Instruction:
Write out every entry exactly as it appears.

A run of records:
──────

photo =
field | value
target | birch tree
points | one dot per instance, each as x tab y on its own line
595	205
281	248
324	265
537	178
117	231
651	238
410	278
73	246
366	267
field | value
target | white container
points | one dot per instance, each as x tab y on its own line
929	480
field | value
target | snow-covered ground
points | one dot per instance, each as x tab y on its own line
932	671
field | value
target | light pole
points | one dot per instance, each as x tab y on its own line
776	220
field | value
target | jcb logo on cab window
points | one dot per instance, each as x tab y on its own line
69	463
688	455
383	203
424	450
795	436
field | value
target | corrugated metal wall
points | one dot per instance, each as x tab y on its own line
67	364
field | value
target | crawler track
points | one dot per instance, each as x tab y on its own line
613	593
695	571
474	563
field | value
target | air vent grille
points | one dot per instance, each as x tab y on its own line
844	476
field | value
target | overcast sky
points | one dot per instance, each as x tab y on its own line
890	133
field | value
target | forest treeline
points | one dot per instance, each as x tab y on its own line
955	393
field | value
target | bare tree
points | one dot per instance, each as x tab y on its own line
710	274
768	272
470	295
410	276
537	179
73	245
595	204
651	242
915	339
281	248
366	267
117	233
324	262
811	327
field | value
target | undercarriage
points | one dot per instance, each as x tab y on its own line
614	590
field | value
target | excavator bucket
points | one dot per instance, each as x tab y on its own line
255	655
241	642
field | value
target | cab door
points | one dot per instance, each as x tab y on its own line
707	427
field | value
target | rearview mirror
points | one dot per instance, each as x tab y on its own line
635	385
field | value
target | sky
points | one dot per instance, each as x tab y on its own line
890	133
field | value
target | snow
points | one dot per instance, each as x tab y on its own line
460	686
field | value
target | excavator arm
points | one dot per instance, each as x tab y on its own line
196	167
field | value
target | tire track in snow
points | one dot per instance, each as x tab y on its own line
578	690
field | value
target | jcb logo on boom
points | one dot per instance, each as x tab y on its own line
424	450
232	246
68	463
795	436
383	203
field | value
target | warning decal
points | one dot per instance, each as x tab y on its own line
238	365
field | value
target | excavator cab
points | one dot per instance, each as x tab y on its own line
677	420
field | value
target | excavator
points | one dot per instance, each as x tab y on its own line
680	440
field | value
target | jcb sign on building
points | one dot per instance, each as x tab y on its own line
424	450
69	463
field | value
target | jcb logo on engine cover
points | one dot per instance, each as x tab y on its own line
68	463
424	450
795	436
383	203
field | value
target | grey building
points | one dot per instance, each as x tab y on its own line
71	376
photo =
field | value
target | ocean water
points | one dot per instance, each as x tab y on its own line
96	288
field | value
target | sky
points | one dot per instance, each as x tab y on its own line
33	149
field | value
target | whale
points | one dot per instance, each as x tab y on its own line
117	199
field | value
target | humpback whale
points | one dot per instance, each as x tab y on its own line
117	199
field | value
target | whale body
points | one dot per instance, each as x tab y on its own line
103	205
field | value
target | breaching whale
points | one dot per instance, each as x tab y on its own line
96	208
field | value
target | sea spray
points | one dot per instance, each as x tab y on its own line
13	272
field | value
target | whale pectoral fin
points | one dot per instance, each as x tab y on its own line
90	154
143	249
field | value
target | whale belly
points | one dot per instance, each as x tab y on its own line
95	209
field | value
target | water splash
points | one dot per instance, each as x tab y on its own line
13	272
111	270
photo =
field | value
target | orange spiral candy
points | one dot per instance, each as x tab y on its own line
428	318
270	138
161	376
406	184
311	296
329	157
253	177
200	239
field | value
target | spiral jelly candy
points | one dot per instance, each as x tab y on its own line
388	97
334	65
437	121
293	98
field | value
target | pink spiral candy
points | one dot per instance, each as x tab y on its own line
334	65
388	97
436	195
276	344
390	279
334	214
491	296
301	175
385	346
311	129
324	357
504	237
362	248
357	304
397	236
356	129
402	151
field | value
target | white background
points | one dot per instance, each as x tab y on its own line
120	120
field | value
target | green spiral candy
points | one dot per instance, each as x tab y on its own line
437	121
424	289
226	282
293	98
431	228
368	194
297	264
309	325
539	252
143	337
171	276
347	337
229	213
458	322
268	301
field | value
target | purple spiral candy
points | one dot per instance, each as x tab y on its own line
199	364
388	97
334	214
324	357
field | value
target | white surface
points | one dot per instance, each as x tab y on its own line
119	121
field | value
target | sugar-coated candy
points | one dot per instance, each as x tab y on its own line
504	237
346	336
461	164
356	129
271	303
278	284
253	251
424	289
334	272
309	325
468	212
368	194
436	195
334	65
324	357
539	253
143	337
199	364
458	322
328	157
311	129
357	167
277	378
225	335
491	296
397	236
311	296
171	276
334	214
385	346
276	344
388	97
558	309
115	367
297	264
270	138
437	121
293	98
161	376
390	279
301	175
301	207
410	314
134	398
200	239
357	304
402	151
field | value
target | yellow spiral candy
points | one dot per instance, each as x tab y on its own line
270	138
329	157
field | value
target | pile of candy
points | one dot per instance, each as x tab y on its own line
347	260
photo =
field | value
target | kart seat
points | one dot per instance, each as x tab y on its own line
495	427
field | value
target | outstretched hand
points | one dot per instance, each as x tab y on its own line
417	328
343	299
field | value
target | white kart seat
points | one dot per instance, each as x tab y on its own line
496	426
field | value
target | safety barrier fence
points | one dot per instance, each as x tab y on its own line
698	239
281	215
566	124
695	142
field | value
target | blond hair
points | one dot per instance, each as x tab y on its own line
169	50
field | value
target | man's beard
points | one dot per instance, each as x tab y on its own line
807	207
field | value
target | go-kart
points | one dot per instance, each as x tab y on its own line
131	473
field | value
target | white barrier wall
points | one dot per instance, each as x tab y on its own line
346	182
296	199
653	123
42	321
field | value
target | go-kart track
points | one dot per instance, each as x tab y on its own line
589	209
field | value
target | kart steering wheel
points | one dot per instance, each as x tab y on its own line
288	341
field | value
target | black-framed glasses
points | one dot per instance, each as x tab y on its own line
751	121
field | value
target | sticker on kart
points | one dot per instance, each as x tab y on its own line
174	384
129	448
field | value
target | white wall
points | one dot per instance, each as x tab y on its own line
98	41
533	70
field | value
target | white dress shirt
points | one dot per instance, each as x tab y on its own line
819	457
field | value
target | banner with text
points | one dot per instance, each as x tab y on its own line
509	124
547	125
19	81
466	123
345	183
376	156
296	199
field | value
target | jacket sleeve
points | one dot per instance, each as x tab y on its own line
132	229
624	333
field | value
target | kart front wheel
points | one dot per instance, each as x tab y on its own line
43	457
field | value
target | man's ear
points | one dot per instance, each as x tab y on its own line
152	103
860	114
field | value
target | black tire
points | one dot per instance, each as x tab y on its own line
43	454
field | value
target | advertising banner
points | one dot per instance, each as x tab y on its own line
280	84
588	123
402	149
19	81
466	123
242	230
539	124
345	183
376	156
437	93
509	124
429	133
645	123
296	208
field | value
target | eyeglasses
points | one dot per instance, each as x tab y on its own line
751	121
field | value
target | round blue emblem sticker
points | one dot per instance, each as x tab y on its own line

──────

Output:
photo =
field | value
target | birch tree
points | one dot per instance, each as x tab y on its own line
595	205
281	248
324	265
537	178
117	231
651	238
410	278
73	246
366	267
field | value
target | white container
points | one dot per instance, each as x tab y on its own line
929	480
field | value
target | snow-covered ground
points | one dot per instance, each as x tab y on its own line
932	671
field | value
target | light pole
points | one dot per instance, each as x tab y on its own line
776	220
field | value
target | jcb logo on cab window
points | one dot per instance, each as x tab y on its own line
69	463
688	455
383	203
424	450
795	436
field | value
target | corrugated metal wall
points | one dot per instance, each as x tab y on its own line
67	364
field | value
target | crawler track
points | one dot per instance, each as x tab y on its own line
613	593
695	571
474	563
field | value
target | air vent grille
points | one dot per instance, each as x tab y on its own line
844	476
field | value
target | overcast sky
points | one dot per instance, each as x tab y on its own line
890	133
field | value
target | forest treeline
points | one dot per instance, each as x tab y on its own line
955	393
field | value
target | bare tree
points | one dot per instance, each as x tab y on its own line
710	274
768	272
470	295
410	276
537	179
73	245
595	204
651	242
915	339
281	248
366	267
117	233
324	262
811	327
field | value
target | undercarriage
points | one dot per instance, each as x tab y on its own line
614	590
field | value
target | excavator bucket
points | one dot per instance, each as x tab y on its own line
255	655
241	642
field | value
target | cab door
points | one dot per instance, each as x tab y on its own line
707	427
field | value
target | rearview mirror
points | one dot per instance, each as x tab y on its own line
635	385
field | value
target | sky
points | one dot per instance, each as x tab y on its own line
890	133
field | value
target | snow
points | one dot per instance, each as x tab y on its own line
460	686
field | value
target | excavator arm
points | one dot per instance, each as x tab y on its own line
196	167
field | value
target | tire track in snow
points | one dot per instance, each as x tab y on its own line
578	690
field | value
target | jcb logo on boom
points | one dot per instance, each as x tab y on its own line
424	450
232	246
68	463
795	436
383	203
field | value
target | warning decal
points | one dot per instance, each as x tab y on its own line
238	365
field | value
target | excavator cab
points | one dot per instance, each as x tab y on its own line
677	420
field | value
target | excavator
points | one dot per instance, each as x tab y on its own line
680	440
field | value
target | jcb sign on building
points | one dot per instance, each as x tab y on its own line
424	450
69	463
field | value
target | jcb logo on engine cover
points | one dot per instance, each as x tab y on its own line
68	463
424	450
795	436
383	203
field | value
target | grey building
points | one dot per instance, each as x tab y on its own line
71	376
photo =
field | value
target | ocean water
points | one dot per instance, each as x tab y on its own line
96	288
field | value
target | sky
points | one dot per instance, each as x tab y on its own line
33	149
field | value
target | whale
points | one dot per instance, each as x tab y on its own line
117	199
field | value
target | humpback whale
points | one dot per instance, each as x tab y on its own line
117	199
field | value
target | whale body
points | one dot per instance, each as x tab y on its own line
103	205
field | value
target | breaching whale
points | one dot per instance, each as x tab y on its own line
96	208
field | value
target | sea spray
points | one dot per instance, each as x tab y on its own line
13	272
field | value
target | whale pectoral fin
points | one dot per instance, each as x tab y on its own line
90	154
143	249
field | value
target | whale belly
points | one dot per instance, each as x tab y on its own line
95	209
field | value
target | water splash
points | one dot per instance, each as x tab y on its own line
13	272
111	270
photo =
field | value
target | orange spiral candy
points | one dot per instance, each as x tab y on its own line
428	318
270	138
161	376
406	184
311	296
329	157
253	177
200	239
field | value
target | spiral jelly candy
points | one dot per instance, each as x tab y on its own line
388	97
334	65
437	121
293	98
field | value
target | pink spiral candy
points | one dot per instance, each as x tab y on its own line
334	65
388	97
436	195
276	344
390	279
334	214
491	296
301	175
385	346
311	129
324	357
504	237
362	248
357	304
397	236
356	129
402	151
field | value
target | white background
points | one dot per instance, each as x tab y on its own line
120	120
field | value
target | green spiral candy
points | one dot per instance, each as x tab y on its own line
437	121
424	289
226	282
293	98
431	228
368	194
297	264
309	325
539	252
143	337
171	276
347	337
229	213
458	322
268	301
field | value
target | purple spiral candy
points | one dot per instance, each as x tab y on its own line
199	364
388	97
334	214
324	357
field | value
target | white surface
points | one dot per instance, each as x tab y on its own line
119	121
field | value
target | sugar-coated candy
points | one dot per instance, each as x tab y on its own line
504	237
346	336
461	164
356	129
271	303
278	284
253	251
424	289
334	272
309	325
468	212
368	194
436	195
334	65
324	357
539	253
143	337
199	364
458	322
328	157
311	129
357	167
277	378
225	335
491	296
397	236
311	296
171	276
334	214
385	346
276	344
388	97
558	309
115	367
297	264
270	138
437	121
293	98
161	376
390	279
301	175
301	207
410	314
134	398
200	239
357	304
402	151
field | value
target | yellow spiral candy
points | one dot per instance, each as x tab y on its own line
270	138
329	157
field | value
target | pile of candy
points | one dot per instance, each as x tab y on its own line
347	260
photo =
field | value
target | kart seat
points | one dot per instance, each as x tab y on its own line
495	427
field | value
target | outstretched hand
points | one dot per instance, each as x tab y on its own line
417	328
343	299
field | value
target | white kart seat
points | one dot per instance, each as x tab y on its own line
496	426
field | value
target | safety barrier fence
points | one dot per instance, each as x tab y on its own line
698	239
281	215
566	124
695	142
field | value
target | blond hair
points | one dot per instance, each as x tab y on its own line
169	50
field | value
target | man's beard
points | one dot per instance, each as x tab y on its own line
807	207
field | value
target | go-kart
points | one dot per instance, each as x tab y on its own line
131	473
field | value
target | white barrier wall
points | one dot per instance, each as x tab y on its own line
346	182
296	199
653	123
42	321
field | value
target | go-kart track
points | one dot per instance, each as x tab y on its own line
589	209
field | value
target | kart steering wheel
points | one dot per instance, each as x tab y on its own line
288	341
field | value
target | black-framed glasses
points | one dot per instance, each as x tab y on its own line
751	121
field | value
target | sticker on kart
points | one dot per instance, each as x tab y on its own line
174	384
129	448
field | value
target | white wall
points | one dot per instance, each as x tab y on its own line
98	41
533	70
field | value
target | white dress shirt
points | one dot per instance, each as x tab y on its own line
819	457
field | value
target | banner with text
points | one dot per instance, each as x tab y on its own line
509	124
547	125
19	81
466	123
345	183
376	156
296	199
field | value
target | jacket sleeve
points | one dot per instance, each as x tab y on its own line
132	229
624	333
field | value
target | kart front wheel
points | one dot per instance, each as x tab y on its own line
43	457
field | value
target | man's ear
points | one dot per instance, each as x tab y on its own line
152	103
860	114
field | value
target | black tire
points | one dot per instance, each as x tab y on its own line
43	454
field | value
target | advertising banner
points | one dot per instance, each as x tab y on its own line
280	84
588	123
402	149
19	81
466	123
242	230
539	124
345	183
376	156
437	93
509	124
429	133
645	123
296	208
field | value
target | eyeglasses
points | one dot per instance, each as x tab y on its own line
751	121
field | value
target | round blue emblem sticker
points | one dot per instance, each as x tab y on its own line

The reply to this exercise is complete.